An exact copy of every entry is needed, without any of the pictures.

BEGIN

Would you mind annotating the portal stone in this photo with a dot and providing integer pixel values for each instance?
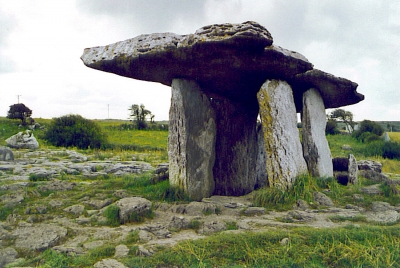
(191, 140)
(315, 146)
(236, 147)
(284, 155)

END

PROBLEM SOLUTION:
Would you mind annotating the portal stone in this photo with a dot and providing integer pixel values for each instance?
(191, 140)
(315, 146)
(236, 147)
(284, 155)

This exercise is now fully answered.